Iñaki Barcena Hinojal*
Hace dos años, en el 2007, se cumplía el centenario del nacimiento de esta mujer de Springdale (PennsylvaniaEEUU) que utilizó el discurso, el conocimiento y el compromiso científico para contrarrestar el avance implacable de la industria química, de los pesticidas e insecticidas que tantos daños han causado en la salud de las personas y en los ecosistemas en los cuatro puntos cardinales. En nuestros lares y en homenaje a esta bióloga norteamericana, ese mismo año se traducía al euskera, «Silent Spring» —Primavera Silenciosa— la principal obra de esta mujer que ha marcado un hito fundamental en el despertar del ecologismo político como nuevo movimiento social.
Pronto se cumplirán 50 años desde que se publicó (1962) este clásico de la literatura ecologista y utilizamos el adjetivo clásico en su sentido vernáculo, esto es, el de una obra que con el paso del tiempo no ha perdido actualidad. En la década posterior al final de la Segunda Guerra Mundial, Rachel Carson asumió el reto de denunciar los estragos producidos en la sociedad norteamericana por el uso incontrolado de los venenos insecticidas y para ello, sabiendo que se enfrentaba a un poderoso enemigo, se documentó, estudió numerosos casos de envenenamiento y se rodeo de científicos, políticos y medios de comunicación que entendieran y apoyaran su cometido. Su estrategia de lucha, fue costosa y dura, pero dio sus frutos y dejó una rica herencia que cuatro décadas después de su muerte ilumina el camino de científicos, activistas y mujeres.

-.-.-

#### PROBLEMA A RESOLVER:
Retoma el texto sobre Rachel Carson y continúalo a partir de su última oración.

Datos de máscaras de segmentación
-.-.-

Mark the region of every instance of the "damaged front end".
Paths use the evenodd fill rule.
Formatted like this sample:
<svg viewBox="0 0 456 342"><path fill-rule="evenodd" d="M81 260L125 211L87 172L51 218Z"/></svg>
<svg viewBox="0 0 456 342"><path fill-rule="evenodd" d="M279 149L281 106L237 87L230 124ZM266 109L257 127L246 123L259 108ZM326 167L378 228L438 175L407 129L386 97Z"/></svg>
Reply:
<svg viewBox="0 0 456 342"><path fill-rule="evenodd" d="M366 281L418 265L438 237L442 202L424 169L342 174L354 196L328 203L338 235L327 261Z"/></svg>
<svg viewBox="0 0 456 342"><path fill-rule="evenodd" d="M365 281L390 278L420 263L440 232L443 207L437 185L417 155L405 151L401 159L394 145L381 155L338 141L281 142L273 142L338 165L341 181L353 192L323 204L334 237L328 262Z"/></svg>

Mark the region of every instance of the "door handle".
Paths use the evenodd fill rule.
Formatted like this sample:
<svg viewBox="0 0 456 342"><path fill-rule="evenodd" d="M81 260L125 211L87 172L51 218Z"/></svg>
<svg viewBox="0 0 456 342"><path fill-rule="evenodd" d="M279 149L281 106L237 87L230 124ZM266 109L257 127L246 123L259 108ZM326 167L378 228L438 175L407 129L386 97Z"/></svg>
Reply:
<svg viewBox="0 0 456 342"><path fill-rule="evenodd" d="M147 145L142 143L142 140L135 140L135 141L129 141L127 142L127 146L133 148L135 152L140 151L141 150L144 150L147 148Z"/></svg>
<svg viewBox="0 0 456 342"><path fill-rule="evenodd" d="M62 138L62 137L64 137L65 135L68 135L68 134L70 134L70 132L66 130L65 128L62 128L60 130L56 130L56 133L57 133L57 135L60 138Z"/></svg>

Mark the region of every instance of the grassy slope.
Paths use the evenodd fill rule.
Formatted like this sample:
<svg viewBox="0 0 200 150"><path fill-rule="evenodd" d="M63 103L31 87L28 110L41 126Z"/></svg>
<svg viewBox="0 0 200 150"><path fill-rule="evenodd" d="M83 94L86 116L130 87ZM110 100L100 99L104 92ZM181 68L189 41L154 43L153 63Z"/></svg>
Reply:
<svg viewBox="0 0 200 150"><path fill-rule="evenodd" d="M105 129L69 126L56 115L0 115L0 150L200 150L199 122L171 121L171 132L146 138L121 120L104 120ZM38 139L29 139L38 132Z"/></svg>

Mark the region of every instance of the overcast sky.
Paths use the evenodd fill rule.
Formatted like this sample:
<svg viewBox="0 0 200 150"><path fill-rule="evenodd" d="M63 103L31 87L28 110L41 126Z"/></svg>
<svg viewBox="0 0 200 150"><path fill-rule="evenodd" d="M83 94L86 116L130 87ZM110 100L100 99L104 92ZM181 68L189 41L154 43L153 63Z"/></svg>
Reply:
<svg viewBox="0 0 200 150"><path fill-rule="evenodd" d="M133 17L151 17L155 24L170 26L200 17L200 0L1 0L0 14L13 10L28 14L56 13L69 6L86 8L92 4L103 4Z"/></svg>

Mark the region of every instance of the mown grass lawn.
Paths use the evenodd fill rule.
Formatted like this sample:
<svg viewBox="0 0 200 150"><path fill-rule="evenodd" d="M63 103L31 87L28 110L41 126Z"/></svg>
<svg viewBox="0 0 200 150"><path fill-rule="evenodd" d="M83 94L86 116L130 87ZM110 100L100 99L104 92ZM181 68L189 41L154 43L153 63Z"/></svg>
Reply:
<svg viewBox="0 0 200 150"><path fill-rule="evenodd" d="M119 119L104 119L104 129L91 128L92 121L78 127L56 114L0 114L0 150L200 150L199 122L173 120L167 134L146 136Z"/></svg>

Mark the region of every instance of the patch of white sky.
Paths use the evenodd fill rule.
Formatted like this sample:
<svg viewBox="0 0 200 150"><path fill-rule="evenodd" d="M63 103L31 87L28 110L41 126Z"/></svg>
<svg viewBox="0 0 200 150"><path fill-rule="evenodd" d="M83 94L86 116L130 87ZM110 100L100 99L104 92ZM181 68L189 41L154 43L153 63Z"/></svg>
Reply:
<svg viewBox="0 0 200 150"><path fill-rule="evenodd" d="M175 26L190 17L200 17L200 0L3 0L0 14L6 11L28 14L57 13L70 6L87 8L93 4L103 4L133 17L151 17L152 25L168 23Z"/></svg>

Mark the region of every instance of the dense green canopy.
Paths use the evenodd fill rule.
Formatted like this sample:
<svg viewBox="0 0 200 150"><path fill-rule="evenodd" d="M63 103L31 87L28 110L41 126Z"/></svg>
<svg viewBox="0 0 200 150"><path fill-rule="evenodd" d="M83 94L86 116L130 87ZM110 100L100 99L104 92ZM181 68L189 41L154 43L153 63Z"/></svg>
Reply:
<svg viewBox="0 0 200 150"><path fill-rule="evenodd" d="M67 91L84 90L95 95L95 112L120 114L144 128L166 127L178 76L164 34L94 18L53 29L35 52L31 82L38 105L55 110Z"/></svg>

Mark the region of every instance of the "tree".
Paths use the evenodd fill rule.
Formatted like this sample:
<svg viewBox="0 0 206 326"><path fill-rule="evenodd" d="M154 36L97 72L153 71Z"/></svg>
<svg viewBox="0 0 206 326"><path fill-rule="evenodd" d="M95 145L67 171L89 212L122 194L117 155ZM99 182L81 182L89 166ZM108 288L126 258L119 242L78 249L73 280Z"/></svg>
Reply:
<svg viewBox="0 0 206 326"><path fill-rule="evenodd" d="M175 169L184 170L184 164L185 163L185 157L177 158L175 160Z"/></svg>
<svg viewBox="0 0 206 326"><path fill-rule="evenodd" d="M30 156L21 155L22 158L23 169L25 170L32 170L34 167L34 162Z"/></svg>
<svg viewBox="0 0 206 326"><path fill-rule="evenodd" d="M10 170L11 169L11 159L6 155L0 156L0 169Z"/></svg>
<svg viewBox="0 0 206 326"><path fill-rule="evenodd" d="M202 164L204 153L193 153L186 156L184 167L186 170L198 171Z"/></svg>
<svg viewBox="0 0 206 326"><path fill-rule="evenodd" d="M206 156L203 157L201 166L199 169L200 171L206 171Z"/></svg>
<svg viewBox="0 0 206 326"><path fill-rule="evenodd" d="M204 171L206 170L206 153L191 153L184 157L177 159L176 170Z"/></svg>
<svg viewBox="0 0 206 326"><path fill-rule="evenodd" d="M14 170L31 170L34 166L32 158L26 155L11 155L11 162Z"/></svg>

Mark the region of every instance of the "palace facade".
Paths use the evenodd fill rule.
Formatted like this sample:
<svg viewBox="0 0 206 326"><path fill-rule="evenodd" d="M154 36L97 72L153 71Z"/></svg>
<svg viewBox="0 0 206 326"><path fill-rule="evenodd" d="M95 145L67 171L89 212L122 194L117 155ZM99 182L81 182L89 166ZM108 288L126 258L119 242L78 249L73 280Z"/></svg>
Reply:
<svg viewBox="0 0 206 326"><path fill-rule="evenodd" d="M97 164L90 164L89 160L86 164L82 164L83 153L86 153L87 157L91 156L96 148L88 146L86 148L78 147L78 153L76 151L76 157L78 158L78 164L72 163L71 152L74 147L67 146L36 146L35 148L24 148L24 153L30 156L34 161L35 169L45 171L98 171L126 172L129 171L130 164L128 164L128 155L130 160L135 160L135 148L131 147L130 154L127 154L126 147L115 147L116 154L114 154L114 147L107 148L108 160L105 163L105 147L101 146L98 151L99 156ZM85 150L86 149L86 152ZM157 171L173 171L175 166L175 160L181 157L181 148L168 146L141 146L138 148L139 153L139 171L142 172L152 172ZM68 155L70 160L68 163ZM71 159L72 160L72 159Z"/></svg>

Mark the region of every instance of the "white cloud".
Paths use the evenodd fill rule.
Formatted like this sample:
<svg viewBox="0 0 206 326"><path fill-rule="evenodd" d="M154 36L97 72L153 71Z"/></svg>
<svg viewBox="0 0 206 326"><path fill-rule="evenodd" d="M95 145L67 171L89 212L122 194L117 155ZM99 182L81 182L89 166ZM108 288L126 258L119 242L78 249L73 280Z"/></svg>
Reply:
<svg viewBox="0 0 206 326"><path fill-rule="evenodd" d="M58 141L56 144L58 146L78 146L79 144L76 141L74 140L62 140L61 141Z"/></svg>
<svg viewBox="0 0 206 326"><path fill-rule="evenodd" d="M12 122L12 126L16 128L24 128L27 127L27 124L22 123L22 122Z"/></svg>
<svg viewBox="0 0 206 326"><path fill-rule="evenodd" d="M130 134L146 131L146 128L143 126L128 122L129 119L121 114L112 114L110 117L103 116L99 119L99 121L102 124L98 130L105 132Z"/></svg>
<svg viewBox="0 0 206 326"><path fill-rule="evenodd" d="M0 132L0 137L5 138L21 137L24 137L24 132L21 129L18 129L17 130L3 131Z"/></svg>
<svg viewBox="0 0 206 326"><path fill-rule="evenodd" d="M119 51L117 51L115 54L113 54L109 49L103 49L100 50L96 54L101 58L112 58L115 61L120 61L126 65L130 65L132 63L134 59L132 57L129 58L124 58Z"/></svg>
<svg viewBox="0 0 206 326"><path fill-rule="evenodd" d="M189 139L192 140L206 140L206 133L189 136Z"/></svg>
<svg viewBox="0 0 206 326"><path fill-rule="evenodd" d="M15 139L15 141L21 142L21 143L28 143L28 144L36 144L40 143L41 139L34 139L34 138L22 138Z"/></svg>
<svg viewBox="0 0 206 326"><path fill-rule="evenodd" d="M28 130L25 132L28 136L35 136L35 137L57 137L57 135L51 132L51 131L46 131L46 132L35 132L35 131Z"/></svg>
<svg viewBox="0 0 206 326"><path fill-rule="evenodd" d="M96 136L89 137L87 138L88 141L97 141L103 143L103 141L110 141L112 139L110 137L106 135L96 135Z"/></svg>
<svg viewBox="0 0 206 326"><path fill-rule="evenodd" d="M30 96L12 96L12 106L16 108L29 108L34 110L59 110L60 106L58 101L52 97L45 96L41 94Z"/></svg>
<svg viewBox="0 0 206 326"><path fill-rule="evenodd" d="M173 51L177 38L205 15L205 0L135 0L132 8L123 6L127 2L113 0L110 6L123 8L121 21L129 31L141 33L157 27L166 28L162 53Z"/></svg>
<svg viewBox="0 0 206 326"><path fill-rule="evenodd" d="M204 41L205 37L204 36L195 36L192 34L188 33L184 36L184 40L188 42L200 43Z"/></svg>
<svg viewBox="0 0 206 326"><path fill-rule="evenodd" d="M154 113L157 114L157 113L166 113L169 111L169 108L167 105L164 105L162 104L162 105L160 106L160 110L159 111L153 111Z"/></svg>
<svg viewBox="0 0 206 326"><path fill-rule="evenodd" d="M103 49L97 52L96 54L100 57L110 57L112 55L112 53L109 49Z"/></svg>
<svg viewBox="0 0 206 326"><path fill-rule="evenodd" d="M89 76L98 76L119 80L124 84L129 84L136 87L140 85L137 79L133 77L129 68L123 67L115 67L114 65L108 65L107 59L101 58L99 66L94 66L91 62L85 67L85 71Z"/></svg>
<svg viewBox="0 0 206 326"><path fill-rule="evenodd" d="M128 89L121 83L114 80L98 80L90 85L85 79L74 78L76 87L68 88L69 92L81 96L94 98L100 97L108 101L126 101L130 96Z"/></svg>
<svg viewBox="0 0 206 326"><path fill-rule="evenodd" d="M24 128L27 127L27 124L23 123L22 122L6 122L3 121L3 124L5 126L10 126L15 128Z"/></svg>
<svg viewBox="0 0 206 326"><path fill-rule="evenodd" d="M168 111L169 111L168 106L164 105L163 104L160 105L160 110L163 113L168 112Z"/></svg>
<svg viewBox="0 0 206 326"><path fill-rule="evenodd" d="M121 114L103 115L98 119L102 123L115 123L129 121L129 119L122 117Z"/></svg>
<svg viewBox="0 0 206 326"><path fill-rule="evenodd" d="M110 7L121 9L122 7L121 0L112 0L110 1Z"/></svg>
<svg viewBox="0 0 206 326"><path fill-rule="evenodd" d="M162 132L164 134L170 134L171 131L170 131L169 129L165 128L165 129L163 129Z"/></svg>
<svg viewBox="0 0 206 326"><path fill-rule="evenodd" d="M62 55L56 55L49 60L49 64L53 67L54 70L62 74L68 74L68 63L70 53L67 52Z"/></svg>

-.-.-

#### RESPUESTA:
Sin embargo todavía hoy, la poderosa industria química sigue sin perdonarle su osadía. Los productores y defensores de pesticidas e insecticidas como el DDT siguen presionando en su contra, acusándole y responsabilizándole de los millones de personas muertos por la malaria o el dengue.
La demonización de una bióloga literata. En los tiempos del descontrol sanitario acarreado por la gripe porcina, que viene a recoger el testigo del escándalo causado por la gripe aviar, las grandes empresas químicas y farmacéuticas y ahora los emporios de la alimentación y del negocio agrícola ganadero no dan tregua. No lo hicieron en el momento de la publicación de la obra (Primavera Silenciosa, Hougthon Mifflin, 1962) organizando una impresionante campaña en su contra y todavía hoy la revista norteamericana Human Events, por ejemplo, sigue nombrando este libro como «uno de los diez libros más dañinos de los siglos XIX y XX».
No obstante, sus detractores han de reconocer que ella, en los múltiples debates y comparecencias en que participó nunca exigió la ilegalización del DDT o de otros venenos pesticidas sino su regulación y control, y también han de reconocer que muchos de ellos se siguen utilizando a pesar de la prohibición expresa de la Organización Mundial de la Salud y convenciones internacionales como la última de Estocolmo (2004) para su uso. Sus denuncias, como veremos, tuvieron buena acogida en la sociedad norteamericana y Carson se convirtió en guía y referencia central para grupos como el Environmental Defense Fund que tres años después de su muerte (1967) pondrían en marcha una exitosa campaña que terminaría con la prohibición del DDT.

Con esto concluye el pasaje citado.